Listed records.
□ □ □ □

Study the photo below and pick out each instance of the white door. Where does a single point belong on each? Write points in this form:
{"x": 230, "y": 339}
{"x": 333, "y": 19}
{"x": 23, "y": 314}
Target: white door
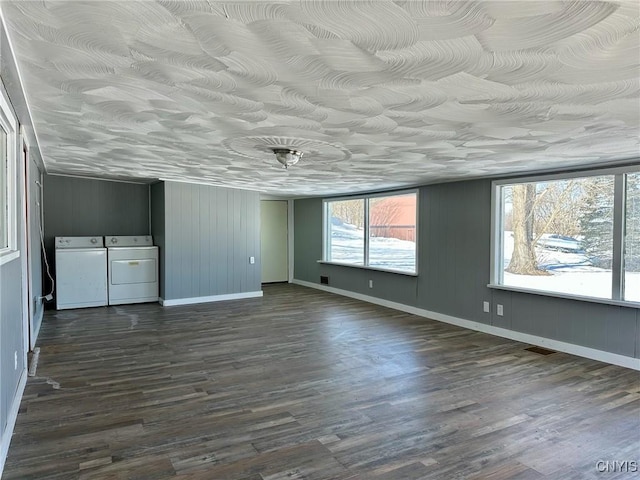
{"x": 273, "y": 238}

□ □ □ □

Set task. Type out every line above without changing a character, but leave out the picture.

Correct output.
Study the photo below and pick out each instance of the white door. Where does a single point belong on each? Write points in this form:
{"x": 230, "y": 339}
{"x": 333, "y": 19}
{"x": 23, "y": 314}
Target: white door
{"x": 273, "y": 238}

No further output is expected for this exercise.